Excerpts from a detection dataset
^^^^^^^^

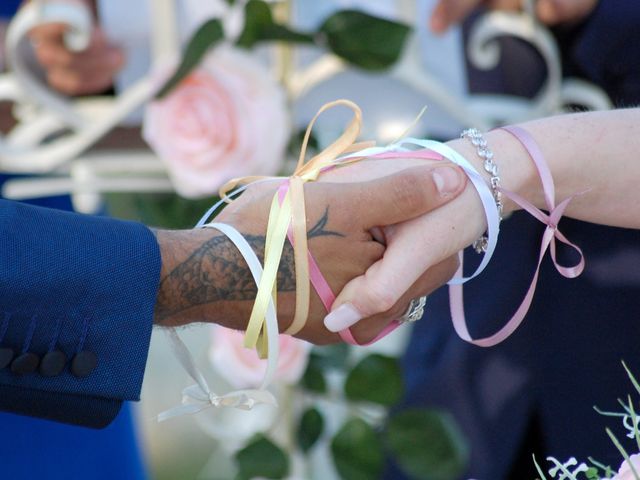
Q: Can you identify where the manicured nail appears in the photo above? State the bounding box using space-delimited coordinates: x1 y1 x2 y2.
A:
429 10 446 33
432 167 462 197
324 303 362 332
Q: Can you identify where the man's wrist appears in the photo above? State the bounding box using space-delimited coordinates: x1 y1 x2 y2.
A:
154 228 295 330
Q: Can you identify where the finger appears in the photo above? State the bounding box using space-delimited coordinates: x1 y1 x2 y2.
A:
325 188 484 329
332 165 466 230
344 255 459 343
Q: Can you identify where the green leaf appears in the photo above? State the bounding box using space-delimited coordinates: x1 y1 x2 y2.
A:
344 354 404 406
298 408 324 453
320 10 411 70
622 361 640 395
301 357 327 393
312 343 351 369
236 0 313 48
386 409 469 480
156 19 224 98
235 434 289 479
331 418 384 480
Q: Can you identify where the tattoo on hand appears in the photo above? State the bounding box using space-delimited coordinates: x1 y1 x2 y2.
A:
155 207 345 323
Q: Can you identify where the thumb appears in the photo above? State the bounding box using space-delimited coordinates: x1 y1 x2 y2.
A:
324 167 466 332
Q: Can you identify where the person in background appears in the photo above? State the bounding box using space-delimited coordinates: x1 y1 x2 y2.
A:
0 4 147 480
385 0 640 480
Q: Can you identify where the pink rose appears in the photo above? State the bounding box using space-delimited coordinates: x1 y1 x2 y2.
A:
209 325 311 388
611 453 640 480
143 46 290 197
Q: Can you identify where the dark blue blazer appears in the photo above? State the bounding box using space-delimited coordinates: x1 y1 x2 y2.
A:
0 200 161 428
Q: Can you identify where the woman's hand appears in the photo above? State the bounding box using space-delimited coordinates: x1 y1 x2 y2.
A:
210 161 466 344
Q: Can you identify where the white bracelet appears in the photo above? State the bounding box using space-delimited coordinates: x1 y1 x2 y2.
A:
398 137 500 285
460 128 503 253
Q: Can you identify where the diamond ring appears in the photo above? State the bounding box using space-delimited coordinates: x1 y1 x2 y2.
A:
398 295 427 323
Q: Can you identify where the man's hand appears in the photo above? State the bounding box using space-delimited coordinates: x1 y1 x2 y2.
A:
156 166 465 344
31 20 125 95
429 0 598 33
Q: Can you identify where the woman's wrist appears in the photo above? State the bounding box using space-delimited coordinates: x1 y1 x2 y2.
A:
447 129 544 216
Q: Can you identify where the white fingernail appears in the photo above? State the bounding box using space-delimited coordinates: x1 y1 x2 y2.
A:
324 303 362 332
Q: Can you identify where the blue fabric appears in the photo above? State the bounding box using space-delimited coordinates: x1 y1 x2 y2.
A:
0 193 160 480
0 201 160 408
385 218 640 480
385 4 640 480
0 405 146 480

^^^^^^^^

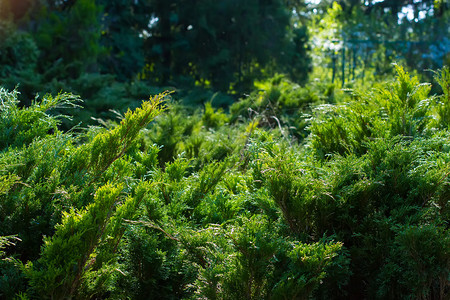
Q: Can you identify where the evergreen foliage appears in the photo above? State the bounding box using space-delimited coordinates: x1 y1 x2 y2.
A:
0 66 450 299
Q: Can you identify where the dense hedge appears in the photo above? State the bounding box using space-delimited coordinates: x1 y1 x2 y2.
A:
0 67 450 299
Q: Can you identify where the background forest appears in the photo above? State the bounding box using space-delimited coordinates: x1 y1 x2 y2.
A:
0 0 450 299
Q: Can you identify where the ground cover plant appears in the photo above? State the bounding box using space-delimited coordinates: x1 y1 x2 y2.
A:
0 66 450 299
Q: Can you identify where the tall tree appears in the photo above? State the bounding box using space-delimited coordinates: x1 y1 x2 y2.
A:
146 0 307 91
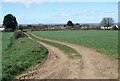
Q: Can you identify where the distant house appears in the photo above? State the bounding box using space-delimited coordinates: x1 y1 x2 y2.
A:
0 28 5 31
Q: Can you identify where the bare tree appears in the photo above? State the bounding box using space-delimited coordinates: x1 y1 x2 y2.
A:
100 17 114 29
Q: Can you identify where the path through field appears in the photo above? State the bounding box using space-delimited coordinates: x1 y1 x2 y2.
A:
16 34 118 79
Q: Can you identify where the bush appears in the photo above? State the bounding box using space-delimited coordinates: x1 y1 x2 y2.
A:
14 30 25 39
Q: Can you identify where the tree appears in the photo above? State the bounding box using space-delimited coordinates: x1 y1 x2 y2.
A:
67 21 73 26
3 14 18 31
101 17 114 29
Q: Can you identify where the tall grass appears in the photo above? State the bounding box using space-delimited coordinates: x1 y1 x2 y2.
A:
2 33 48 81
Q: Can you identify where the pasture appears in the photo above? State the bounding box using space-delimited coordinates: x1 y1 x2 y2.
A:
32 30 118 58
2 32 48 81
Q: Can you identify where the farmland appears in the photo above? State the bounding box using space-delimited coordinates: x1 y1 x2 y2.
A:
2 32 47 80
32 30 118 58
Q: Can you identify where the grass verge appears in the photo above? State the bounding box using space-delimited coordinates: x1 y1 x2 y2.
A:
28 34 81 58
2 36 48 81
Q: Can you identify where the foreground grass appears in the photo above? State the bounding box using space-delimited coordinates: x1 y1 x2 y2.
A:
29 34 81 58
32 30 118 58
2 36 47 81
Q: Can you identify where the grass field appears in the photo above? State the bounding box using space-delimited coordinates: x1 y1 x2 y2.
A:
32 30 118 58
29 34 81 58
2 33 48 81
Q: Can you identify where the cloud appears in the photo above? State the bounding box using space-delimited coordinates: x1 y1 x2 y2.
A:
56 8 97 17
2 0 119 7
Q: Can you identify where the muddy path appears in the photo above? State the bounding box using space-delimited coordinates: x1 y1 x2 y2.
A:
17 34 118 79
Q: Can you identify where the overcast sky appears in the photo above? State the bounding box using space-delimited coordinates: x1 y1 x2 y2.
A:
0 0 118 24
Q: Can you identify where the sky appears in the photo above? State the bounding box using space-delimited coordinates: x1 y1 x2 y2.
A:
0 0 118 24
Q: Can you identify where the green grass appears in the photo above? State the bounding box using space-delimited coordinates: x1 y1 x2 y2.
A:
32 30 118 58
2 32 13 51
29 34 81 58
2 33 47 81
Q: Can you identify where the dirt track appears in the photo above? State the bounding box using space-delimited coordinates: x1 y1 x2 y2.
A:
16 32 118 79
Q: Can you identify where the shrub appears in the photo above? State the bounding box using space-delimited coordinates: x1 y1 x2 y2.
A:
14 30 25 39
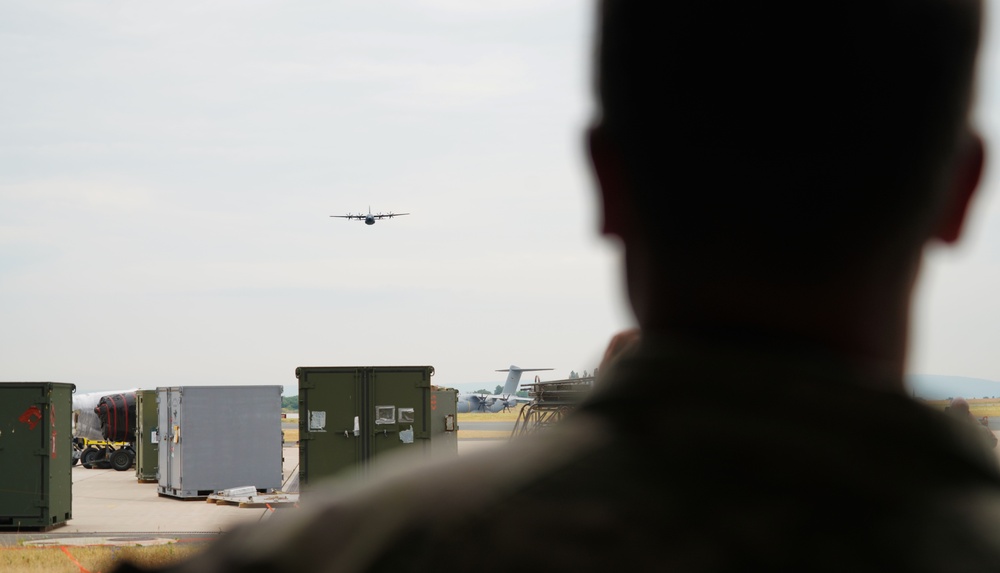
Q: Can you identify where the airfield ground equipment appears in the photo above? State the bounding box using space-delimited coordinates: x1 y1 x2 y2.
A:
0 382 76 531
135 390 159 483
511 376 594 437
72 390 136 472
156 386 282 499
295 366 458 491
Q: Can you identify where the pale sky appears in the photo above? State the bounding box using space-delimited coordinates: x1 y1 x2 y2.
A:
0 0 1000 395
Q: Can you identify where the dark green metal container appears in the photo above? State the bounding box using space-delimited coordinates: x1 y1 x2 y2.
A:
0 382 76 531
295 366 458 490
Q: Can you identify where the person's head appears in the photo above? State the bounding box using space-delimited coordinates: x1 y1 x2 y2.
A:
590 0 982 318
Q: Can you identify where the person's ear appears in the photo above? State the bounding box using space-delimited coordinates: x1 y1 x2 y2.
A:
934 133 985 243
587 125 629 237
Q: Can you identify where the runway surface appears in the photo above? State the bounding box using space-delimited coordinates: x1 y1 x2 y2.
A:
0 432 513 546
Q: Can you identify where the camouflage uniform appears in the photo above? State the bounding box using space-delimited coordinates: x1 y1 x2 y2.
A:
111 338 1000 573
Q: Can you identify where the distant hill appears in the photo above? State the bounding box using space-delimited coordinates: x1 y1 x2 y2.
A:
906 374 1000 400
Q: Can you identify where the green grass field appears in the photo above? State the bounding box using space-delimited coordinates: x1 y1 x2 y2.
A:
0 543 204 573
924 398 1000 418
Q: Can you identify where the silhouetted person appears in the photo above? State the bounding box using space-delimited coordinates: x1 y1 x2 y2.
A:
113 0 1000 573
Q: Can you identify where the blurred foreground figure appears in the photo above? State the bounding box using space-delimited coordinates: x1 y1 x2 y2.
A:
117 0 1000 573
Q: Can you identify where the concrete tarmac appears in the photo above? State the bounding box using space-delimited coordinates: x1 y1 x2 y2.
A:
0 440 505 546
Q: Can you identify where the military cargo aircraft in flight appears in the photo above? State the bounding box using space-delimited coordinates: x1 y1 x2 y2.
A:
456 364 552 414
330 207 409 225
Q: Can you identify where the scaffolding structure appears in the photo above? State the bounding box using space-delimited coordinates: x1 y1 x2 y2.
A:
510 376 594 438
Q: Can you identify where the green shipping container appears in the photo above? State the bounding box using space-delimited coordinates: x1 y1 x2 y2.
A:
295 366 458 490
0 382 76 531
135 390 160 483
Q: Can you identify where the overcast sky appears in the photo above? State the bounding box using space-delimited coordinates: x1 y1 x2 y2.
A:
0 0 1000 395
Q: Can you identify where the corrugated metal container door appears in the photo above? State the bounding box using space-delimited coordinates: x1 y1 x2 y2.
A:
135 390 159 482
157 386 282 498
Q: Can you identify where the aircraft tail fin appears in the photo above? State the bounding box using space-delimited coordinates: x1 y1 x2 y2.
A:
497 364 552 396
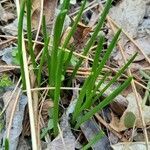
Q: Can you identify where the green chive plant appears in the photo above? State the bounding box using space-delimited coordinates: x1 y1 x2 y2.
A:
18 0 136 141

^^^^^^^^

▸ **What you should do**:
Update everything from the line containing "Q: Can you identify where the evergreen" down to the line containing "100 17 114 29" by replacing "photo" with "image" and keeping every other word the same. Leave the pictures out of your answer.

▸ **Result for this exercise**:
Q: Can you identify where the evergreen foliage appears in the image above? State the bounding box using space-delimited coordinates: x1 y1 x2 y2.
A:
0 66 450 299
Q: Can you identify where the dense hedge appears in the image above? State the bounding box using space-delimited coordinates: x1 y1 x2 y2.
A:
0 67 450 299
Q: Can you identify where the background forest appears in the image above? State the bounding box using space-delimited coordinates: x1 y1 x2 y2.
A:
0 0 450 299
Q: Can you identify where the ground cover plant appears in the image above? State the bounding box using space-delimited coordinates: x1 y1 x2 y2.
A:
0 66 450 299
Q: Can you identify where the tall tree appears in the image above? State the bounding box using space-delimited coordinates: x1 y1 x2 y2.
A:
146 0 307 91
Q: Can you identify where the distant house appears in the image above? State the bounding box using space-delimited coordinates: x1 y1 x2 y2.
A:
0 28 5 31
Q: Can you identify where the bare tree appears in the image above? State the bounding box using space-delimited coordinates: x1 y1 x2 y2.
A:
100 17 114 29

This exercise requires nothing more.